- EXERCISE INSTRUCTIONS -
(a) Summarize the blog text in two sentences.
(b) Copy the blog text word for word from "Well, I told" to "and not at me.".

- DOCUMENT TEXT -
● ● ● ● ● ● ●

Him and his friend, Laffy Taffy came in a Halloween size bag (again do I ever love discount candy, I admit it I am cheap). I wish I was able to post pictures of the Laffy Taffy, but well I ate the last piece in my desk yesterday and my trash has been emptied. Well downing a few of these or Laffy Taffy seems to not do much. In looking at the happy little trend graph I get from Beepy McBeeperson (yeah my Dexcom has an awesome first and last name), I will spike above what I was at for about an hour and resume my normal course of hanging out nice and low.

Long story short my Nerds and Laffy Taffy do not seem to work as they are supposed to. If I consume 5 pieces of Laffy Taffy it claims to give me 30 grams of carbs, i can only assume 2 small boxes of nerds from my online research gives me about 24 grams of carbs.

For me, they are not a success, unless I go for massive intake of either of them. Not much luck for me. They appear to be a phantom free food for me. I only get spikes before i flatline at whatever the number I get from my Dexcom. It is very bizarre.

Maybe one day I will find what works for me both in raising my sugar and keeping me from over devouring and needing to bolus and start the whole process over again.

Wading through my mind

Well, I told myself one day I would get around to possibly doing something like this. I have seen the fun some of my friends in the real world have with their own blogs and figured hey, I am a pretty funny guy on paper. In real life my jokes tend to die awkwardly and painfully for me at times. However, I found the best way around it is to laugh at my own jokes, not in that awkward laugh way but in a real time laughing style. This way people are forced to laugh with me and not at me.
So, while I hope that most of this will be about my life as a person with Type 1 Diabetes, I cannot be certain as to the direction or path I will go. Things change on a daily basis, sometimes they take off and move fast and other times we hit bumps along the way. The first thing is that grammar wise I tend to avoid the word “diabetic”, unfortunately in society that word is used to classify people in many different ways. More often then not in a negative way. But this is not what I am here to complain or talk about. It can sometimes be the everyday challenges of dealing with being a person with diabetes, what I run into my own personal perspective on things, and well a hope to provide some entertainment as well.

● ● ● ● ● ● ●

- EXERCISE DATA -
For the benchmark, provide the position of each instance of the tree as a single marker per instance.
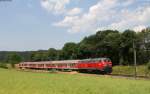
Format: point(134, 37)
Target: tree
point(70, 50)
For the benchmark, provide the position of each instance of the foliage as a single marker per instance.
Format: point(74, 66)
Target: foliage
point(118, 46)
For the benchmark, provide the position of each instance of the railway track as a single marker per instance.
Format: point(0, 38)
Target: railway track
point(109, 75)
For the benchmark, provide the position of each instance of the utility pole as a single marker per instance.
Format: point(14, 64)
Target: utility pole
point(135, 65)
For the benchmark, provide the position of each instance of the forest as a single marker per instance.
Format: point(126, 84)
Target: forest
point(116, 45)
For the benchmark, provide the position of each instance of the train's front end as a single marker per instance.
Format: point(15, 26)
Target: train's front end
point(105, 65)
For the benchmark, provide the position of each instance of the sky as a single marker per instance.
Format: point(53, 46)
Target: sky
point(27, 25)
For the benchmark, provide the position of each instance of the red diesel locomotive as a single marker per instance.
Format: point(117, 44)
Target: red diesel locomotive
point(97, 64)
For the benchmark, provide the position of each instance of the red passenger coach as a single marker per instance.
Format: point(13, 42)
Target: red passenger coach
point(96, 64)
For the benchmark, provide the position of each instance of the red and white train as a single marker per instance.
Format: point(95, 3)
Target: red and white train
point(96, 64)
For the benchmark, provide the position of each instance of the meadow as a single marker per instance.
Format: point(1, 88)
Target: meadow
point(19, 82)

● ● ● ● ● ● ●

- YOUR RESPONSES -
(a) The writer finds that Laffy Taffy and Nerds only spike blood sugar for about an hour on the Dexcom before it settles back low, so neither works well without a massive intake. In a section titled "Wading through my mind," the writer explains starting a blog that will mostly be about life as a person with Type 1 Diabetes, avoids the word "diabetic," and hopes to provide some entertainment.

(b)
Well, I told myself one day I would get around to possibly doing something like this. I have seen the fun some of my friends in the real world have with their own blogs and figured hey, I am a pretty funny guy on paper. In real life my jokes tend to die awkwardly and painfully for me at times. However, I found the best way around it is to laugh at my own jokes, not in that awkward laugh way but in a real time laughing style. This way people are forced to laugh with me and not at me.